## Work task
Find all lines in the listing that include the word "Help", then copy them.

─── Records provided ───

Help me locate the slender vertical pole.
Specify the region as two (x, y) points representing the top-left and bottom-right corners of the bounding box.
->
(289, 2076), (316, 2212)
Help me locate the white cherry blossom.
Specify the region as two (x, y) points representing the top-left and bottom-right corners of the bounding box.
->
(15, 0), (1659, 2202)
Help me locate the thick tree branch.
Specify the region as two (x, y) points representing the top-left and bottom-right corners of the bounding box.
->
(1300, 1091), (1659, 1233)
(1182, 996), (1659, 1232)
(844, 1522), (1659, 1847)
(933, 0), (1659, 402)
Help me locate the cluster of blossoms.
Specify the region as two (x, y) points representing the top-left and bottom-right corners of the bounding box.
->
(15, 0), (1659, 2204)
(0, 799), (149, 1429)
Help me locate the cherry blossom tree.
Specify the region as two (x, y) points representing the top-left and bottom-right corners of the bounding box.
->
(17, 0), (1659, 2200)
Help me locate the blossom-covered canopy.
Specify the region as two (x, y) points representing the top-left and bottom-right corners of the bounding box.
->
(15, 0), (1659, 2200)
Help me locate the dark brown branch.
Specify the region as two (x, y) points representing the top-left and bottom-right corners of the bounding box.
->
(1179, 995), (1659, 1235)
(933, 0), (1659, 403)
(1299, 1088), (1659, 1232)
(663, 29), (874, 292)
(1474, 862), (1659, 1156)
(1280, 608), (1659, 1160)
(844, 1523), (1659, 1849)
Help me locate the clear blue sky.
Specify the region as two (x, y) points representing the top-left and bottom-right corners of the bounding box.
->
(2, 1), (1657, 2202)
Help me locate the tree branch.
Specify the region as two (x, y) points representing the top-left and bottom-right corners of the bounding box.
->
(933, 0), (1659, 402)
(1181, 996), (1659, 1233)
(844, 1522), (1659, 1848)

───

## Result below
Help me locate the slender vertical pole.
Help me locate the white cherry blossom.
Help me locate the thick tree branch.
Help me locate the cluster of blossoms.
Help me locate the cherry blossom tree.
Help me locate the blossom-covered canopy.
Help me locate the dark brown branch.
Help me locate the clear blue sky.
Help me locate the tree branch.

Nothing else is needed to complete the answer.